### [INSTRUCTION 1]
Filter the entries below, keeping every line that contains the string "plastic". Case counts.

### [SELECTED PASSAGE]
On Wednesday, November 1, 2017 7:35 PM, Michael S. Tsirkin wrote:
> > You have to either use and additional descriptor for metadata per chain.
> > Or putting it in one of the buffers and forcing the lifetime of the metadata
> and data to be the same.
> 
> That's true. It would be easy to make descriptors e.g. 32 bytes each, so
> you can add extra data in there. Or if we can live with wasting some
> bytes per descriptor, we could add a descriptor flag that marks the
> address field as meta-data. You could then chain it with a regular
> descriptor for data. However all in all the simplest option is probably
> in the virtio header which can be linear with the packet.
[I.L] In the current proposal descriptor size == SGE (scatter gather entry) size.
I'm not sure that's a good idea.
For example we are considering having an RX ring were you just post a list
of PFN's so a sge is only 8 bytes.

I might be wrong here, so please correct me if that's the not the case.
but I've gotten the impression that due to DPDK limitations you've focused 
on the use case where you have 1 SGE.
I'm not sure that a representative workload for network devices,
As LSO is an important offload.

And the storage guys also complained about this issue.


> I suspect a good way to do this would be to just pass offsets within the
> buffer back and forth. I agree sticking such small messages in a
> separate buffer is not ideal. How about an option of replacing PA
> with this data?
[I.L] PA?

> 
> 
> 
> > 3. There is a usage model where you have multiple produce rings
> > And a single completion ring.
> 
> What good is it though? It seems to perform worse than combining
> producer and consumer in my testing.
> 
[I.L] It might be that for virtio-net a single ring is better
But are you really going to argue that its better in all possible use cases?

> 
> > You could implement the completion ring using an additional virtio ring,
> but
> > The current model will require an extra indirection as it force you to write
> into
> > The buffers the descriptor in the completion ring point to. Rather than
> writing the
> > Completion into the ring itself.
> > Additionally the device is still required to write to the original producer ring
> > in addition to the completion ring.
> >
> > I think the best and most flexible design is to have variable size descriptor
> that
> > start with a dword header.
> > The dword header will include - an ownership bit, an opcode and
> descriptor length.
> > The opcode and the "length" dwords following the header will be device
> specific.

### [INSTRUCTION 2]
In the mailing-list excerpt, what does the proposed dword header include?

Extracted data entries

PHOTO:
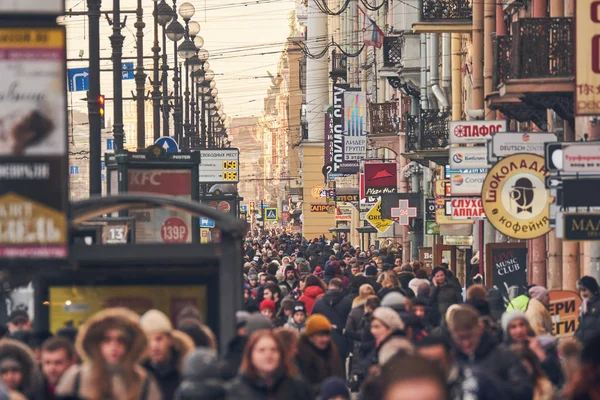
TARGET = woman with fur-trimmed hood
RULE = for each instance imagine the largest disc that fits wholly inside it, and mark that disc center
(167, 349)
(111, 344)
(18, 368)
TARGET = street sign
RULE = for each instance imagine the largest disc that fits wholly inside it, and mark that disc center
(128, 71)
(479, 131)
(207, 223)
(168, 143)
(78, 79)
(508, 143)
(174, 230)
(271, 214)
(219, 166)
(468, 157)
(375, 219)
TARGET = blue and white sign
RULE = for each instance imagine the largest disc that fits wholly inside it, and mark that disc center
(128, 71)
(79, 79)
(168, 143)
(207, 223)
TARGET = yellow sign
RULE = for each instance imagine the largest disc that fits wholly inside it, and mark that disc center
(374, 218)
(515, 198)
(78, 303)
(587, 58)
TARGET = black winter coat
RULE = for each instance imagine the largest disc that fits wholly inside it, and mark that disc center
(336, 308)
(501, 364)
(281, 388)
(589, 323)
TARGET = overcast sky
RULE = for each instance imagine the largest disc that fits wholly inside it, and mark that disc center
(244, 39)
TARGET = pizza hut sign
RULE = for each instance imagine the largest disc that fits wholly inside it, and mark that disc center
(461, 132)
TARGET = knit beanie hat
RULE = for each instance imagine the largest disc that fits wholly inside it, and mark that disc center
(389, 318)
(317, 323)
(589, 283)
(154, 321)
(334, 387)
(509, 317)
(267, 305)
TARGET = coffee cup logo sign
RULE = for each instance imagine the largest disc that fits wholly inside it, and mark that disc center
(515, 198)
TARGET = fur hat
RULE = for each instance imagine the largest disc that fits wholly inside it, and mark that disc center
(154, 321)
(389, 318)
(317, 323)
(509, 317)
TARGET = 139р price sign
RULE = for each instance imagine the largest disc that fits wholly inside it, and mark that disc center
(219, 166)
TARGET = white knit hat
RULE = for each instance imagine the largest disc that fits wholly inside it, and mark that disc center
(155, 321)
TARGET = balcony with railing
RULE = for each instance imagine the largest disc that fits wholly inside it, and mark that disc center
(444, 16)
(534, 69)
(384, 118)
(427, 131)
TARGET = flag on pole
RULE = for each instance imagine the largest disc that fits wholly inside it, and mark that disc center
(372, 34)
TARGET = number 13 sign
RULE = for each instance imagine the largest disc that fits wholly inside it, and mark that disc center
(587, 57)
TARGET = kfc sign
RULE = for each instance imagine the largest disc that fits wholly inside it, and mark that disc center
(461, 132)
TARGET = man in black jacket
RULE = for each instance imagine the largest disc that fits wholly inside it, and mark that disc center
(475, 347)
(336, 307)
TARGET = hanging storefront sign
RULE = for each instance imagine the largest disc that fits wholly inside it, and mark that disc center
(34, 171)
(581, 226)
(515, 198)
(380, 178)
(587, 58)
(506, 265)
(468, 157)
(564, 309)
(461, 132)
(508, 143)
(466, 184)
(466, 208)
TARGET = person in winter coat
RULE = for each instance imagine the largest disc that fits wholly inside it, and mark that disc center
(336, 307)
(313, 290)
(18, 369)
(167, 349)
(318, 357)
(517, 329)
(265, 373)
(589, 313)
(111, 344)
(475, 347)
(201, 378)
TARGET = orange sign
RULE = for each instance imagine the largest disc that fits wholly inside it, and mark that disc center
(564, 308)
(587, 57)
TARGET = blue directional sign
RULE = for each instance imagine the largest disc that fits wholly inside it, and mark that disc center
(168, 143)
(207, 223)
(78, 79)
(128, 71)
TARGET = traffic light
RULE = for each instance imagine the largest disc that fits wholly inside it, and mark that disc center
(101, 102)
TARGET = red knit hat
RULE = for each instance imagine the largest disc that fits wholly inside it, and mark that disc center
(267, 304)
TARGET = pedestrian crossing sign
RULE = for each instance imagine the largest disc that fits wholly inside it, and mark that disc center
(271, 214)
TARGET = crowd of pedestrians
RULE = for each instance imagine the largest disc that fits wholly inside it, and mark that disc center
(321, 320)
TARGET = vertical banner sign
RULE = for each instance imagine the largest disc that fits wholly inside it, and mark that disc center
(161, 225)
(355, 128)
(587, 57)
(507, 265)
(33, 142)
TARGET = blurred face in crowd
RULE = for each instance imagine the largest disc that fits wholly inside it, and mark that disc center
(54, 365)
(160, 347)
(320, 340)
(267, 312)
(467, 340)
(379, 331)
(265, 356)
(518, 330)
(113, 346)
(420, 388)
(439, 278)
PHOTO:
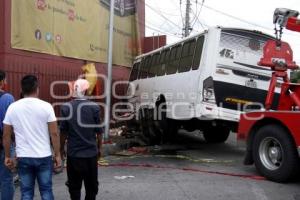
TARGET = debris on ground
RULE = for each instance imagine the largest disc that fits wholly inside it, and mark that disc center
(123, 177)
(133, 151)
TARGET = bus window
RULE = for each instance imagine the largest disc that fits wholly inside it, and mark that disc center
(153, 65)
(143, 68)
(187, 56)
(134, 72)
(174, 59)
(147, 65)
(198, 53)
(161, 71)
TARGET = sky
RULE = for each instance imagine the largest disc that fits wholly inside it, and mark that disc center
(165, 17)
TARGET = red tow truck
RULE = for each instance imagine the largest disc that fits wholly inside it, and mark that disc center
(273, 136)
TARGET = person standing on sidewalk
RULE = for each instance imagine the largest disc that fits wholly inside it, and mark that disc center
(33, 123)
(81, 128)
(6, 176)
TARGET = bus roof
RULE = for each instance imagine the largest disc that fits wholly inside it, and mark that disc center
(202, 33)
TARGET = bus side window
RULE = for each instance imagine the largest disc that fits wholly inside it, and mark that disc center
(198, 53)
(153, 65)
(174, 59)
(134, 72)
(147, 65)
(143, 69)
(161, 69)
(187, 56)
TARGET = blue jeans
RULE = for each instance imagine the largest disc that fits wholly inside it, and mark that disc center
(6, 179)
(30, 169)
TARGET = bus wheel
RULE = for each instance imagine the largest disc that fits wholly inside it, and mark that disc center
(122, 7)
(148, 130)
(166, 128)
(216, 134)
(275, 154)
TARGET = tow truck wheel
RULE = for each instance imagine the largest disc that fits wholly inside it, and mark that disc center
(275, 154)
(216, 134)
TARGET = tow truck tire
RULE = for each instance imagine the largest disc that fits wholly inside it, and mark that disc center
(274, 153)
(216, 134)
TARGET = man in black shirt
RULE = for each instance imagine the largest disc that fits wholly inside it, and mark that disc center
(81, 129)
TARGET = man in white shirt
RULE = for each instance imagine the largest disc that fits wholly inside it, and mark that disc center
(33, 122)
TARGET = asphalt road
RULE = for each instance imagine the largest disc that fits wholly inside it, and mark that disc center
(190, 169)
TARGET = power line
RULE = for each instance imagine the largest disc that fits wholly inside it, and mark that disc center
(198, 15)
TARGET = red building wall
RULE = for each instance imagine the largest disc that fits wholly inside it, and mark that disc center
(48, 68)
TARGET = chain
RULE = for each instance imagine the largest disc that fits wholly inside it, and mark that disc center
(278, 34)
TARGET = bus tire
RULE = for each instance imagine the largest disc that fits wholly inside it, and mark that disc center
(274, 153)
(148, 130)
(216, 134)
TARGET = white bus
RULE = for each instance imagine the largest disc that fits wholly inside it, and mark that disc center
(202, 82)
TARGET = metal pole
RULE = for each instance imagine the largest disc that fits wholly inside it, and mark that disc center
(187, 27)
(109, 70)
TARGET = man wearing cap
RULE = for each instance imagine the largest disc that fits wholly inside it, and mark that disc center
(80, 125)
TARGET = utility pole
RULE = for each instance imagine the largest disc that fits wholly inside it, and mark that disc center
(187, 27)
(109, 70)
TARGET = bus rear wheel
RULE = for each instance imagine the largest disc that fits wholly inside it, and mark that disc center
(274, 153)
(216, 134)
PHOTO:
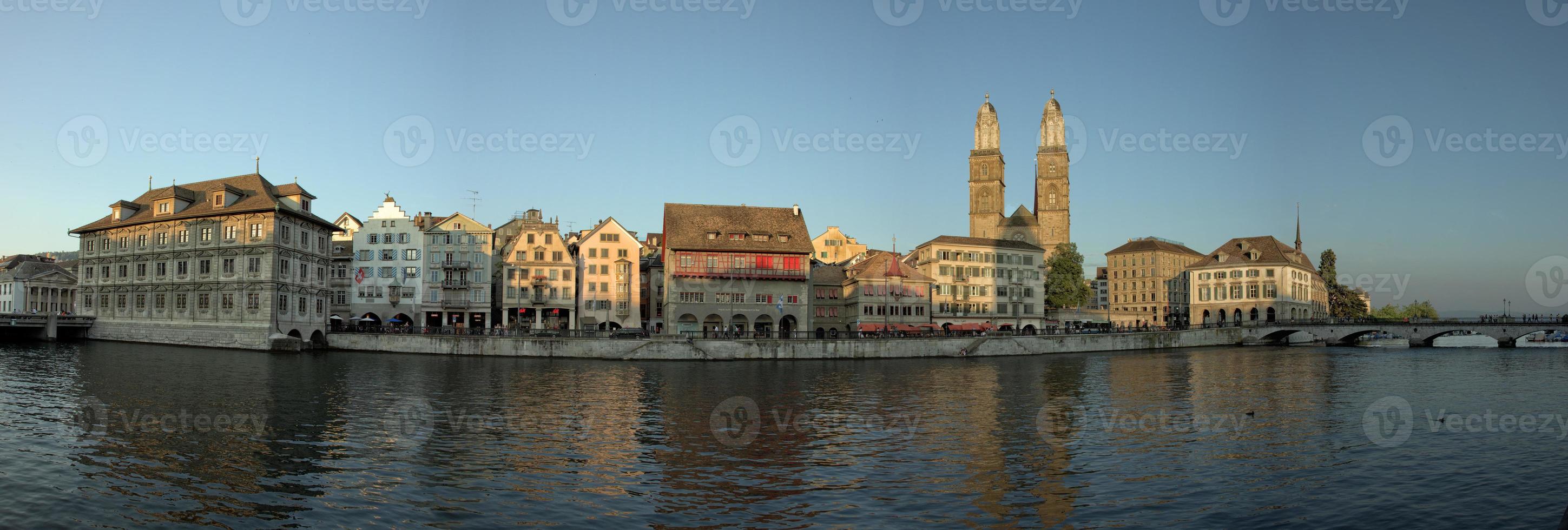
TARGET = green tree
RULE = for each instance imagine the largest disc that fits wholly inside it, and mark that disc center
(1343, 302)
(1417, 309)
(1065, 284)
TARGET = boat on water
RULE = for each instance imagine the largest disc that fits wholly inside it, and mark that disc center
(1558, 336)
(1382, 341)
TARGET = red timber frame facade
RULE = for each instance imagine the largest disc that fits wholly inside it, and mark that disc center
(755, 266)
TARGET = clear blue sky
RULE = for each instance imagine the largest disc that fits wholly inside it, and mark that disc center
(650, 87)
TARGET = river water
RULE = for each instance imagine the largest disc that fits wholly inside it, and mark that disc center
(121, 435)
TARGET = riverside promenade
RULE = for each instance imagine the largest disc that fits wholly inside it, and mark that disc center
(684, 349)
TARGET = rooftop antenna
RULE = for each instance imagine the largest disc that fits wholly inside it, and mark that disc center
(476, 201)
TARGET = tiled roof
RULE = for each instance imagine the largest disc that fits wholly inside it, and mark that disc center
(1269, 251)
(259, 196)
(984, 242)
(687, 226)
(1145, 245)
(827, 275)
(877, 267)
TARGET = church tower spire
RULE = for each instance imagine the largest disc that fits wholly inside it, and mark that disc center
(1299, 226)
(1051, 179)
(987, 175)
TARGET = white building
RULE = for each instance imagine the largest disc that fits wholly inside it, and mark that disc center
(37, 284)
(609, 272)
(984, 281)
(385, 275)
(458, 283)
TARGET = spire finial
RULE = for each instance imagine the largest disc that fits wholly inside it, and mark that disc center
(1299, 226)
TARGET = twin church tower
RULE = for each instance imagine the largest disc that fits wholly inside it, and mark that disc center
(1050, 223)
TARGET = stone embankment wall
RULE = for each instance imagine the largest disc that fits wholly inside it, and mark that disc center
(673, 349)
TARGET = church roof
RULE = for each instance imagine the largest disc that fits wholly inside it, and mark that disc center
(1022, 217)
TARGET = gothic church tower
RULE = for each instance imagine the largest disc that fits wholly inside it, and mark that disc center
(1051, 181)
(987, 187)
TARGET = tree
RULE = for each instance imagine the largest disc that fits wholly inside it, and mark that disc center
(1417, 309)
(1065, 284)
(1343, 302)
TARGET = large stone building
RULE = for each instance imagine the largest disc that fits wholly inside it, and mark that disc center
(37, 284)
(828, 316)
(458, 272)
(1050, 223)
(1150, 284)
(984, 281)
(836, 248)
(385, 275)
(231, 262)
(737, 269)
(609, 270)
(535, 275)
(882, 294)
(341, 275)
(1256, 278)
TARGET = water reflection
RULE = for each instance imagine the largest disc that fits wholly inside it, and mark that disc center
(149, 435)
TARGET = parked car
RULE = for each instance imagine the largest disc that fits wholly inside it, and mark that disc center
(629, 333)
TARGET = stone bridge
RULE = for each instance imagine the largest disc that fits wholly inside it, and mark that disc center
(1420, 333)
(44, 327)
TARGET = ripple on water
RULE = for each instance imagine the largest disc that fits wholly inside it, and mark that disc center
(128, 435)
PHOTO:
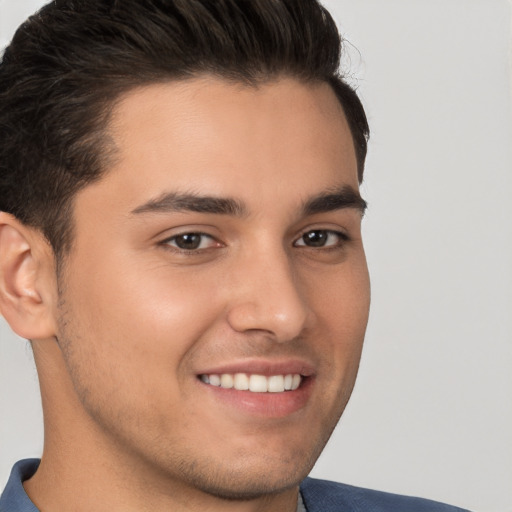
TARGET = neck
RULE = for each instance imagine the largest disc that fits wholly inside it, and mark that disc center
(82, 469)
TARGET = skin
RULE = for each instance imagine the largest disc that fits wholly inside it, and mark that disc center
(133, 320)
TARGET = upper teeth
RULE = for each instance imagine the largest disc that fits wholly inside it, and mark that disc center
(255, 383)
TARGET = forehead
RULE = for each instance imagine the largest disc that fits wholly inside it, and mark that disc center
(206, 135)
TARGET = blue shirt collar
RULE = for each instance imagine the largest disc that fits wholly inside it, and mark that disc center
(14, 497)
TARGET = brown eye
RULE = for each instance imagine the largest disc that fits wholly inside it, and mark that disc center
(191, 241)
(321, 238)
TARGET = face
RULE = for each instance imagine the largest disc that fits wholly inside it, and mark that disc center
(214, 303)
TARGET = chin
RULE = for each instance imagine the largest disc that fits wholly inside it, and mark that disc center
(247, 478)
(249, 486)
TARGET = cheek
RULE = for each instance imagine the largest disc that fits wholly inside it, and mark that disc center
(132, 328)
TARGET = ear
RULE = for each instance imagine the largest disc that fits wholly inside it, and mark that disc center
(28, 284)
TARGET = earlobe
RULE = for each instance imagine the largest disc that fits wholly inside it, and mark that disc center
(26, 284)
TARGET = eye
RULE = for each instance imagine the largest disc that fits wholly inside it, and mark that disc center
(321, 238)
(191, 241)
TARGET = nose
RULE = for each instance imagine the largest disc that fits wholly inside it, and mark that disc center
(267, 296)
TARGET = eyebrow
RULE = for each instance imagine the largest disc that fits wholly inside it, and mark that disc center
(335, 199)
(330, 200)
(176, 202)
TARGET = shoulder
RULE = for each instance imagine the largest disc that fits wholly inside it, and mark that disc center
(325, 496)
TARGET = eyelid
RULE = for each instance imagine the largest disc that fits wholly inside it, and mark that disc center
(343, 236)
(167, 241)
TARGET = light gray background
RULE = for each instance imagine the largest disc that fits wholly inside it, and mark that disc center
(431, 414)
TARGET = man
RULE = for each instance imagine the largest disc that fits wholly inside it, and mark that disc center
(180, 240)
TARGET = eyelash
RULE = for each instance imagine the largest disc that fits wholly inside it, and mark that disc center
(342, 239)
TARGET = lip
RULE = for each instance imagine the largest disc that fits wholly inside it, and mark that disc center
(263, 367)
(262, 405)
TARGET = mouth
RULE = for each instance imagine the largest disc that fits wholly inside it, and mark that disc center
(254, 383)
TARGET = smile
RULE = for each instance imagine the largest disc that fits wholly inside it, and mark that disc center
(254, 382)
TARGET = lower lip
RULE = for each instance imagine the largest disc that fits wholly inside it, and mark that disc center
(269, 405)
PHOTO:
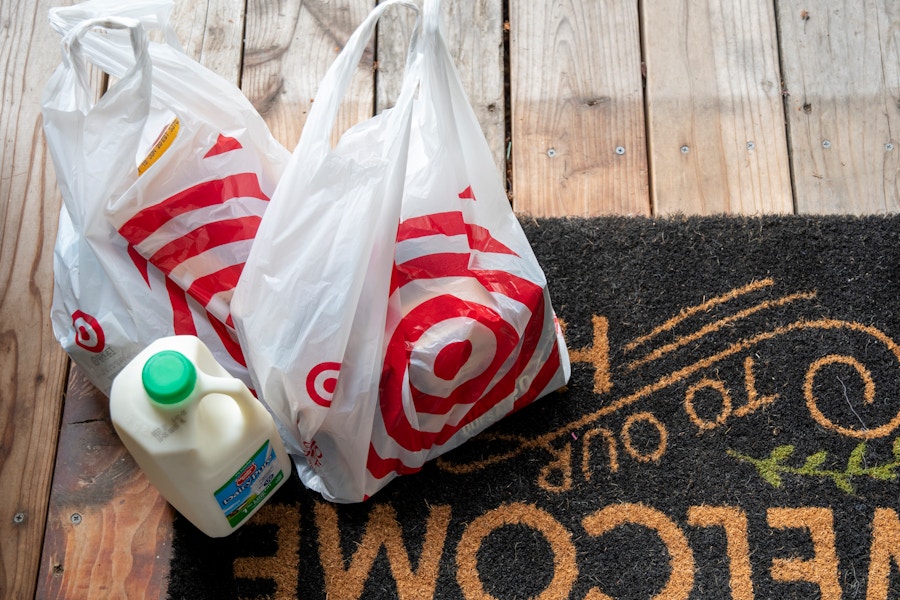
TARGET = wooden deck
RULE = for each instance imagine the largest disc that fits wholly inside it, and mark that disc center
(591, 106)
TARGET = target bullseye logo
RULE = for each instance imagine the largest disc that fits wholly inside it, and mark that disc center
(470, 324)
(88, 333)
(322, 381)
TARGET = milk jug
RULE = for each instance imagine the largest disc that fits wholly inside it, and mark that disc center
(206, 443)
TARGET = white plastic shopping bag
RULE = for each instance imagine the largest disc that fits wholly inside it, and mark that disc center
(164, 180)
(415, 312)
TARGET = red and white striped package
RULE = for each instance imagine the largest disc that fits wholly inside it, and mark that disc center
(414, 312)
(164, 180)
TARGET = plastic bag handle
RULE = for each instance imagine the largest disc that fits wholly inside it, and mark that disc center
(322, 116)
(153, 14)
(74, 58)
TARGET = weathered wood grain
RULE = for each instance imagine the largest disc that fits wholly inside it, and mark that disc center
(474, 33)
(842, 73)
(289, 45)
(578, 142)
(32, 365)
(108, 529)
(211, 32)
(714, 108)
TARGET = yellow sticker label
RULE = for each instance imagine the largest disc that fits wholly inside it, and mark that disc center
(162, 144)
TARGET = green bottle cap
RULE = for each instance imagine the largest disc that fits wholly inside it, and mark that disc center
(169, 377)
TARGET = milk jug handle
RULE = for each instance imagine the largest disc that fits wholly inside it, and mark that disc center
(234, 388)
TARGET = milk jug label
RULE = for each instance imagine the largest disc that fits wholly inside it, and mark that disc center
(249, 487)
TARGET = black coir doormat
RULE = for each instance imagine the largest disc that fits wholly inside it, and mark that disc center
(731, 430)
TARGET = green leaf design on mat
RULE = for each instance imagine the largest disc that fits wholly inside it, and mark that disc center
(775, 465)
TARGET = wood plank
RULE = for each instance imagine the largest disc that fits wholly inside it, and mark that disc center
(474, 33)
(842, 71)
(578, 141)
(714, 108)
(211, 32)
(32, 365)
(108, 530)
(289, 46)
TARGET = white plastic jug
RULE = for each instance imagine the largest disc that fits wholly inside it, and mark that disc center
(202, 438)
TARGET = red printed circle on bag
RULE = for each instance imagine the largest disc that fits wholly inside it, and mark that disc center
(322, 381)
(88, 333)
(468, 332)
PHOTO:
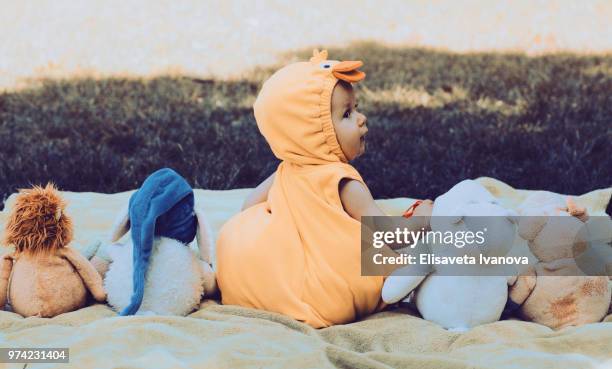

### [EXERCISE OUTPUT 1]
TARGET = white plastic shopping bag
TARGET = plastic bag handle
TARGET = white plastic jug

### [EXERCISE OUTPUT 2]
An ownership bit, an opcode, and the descriptor length.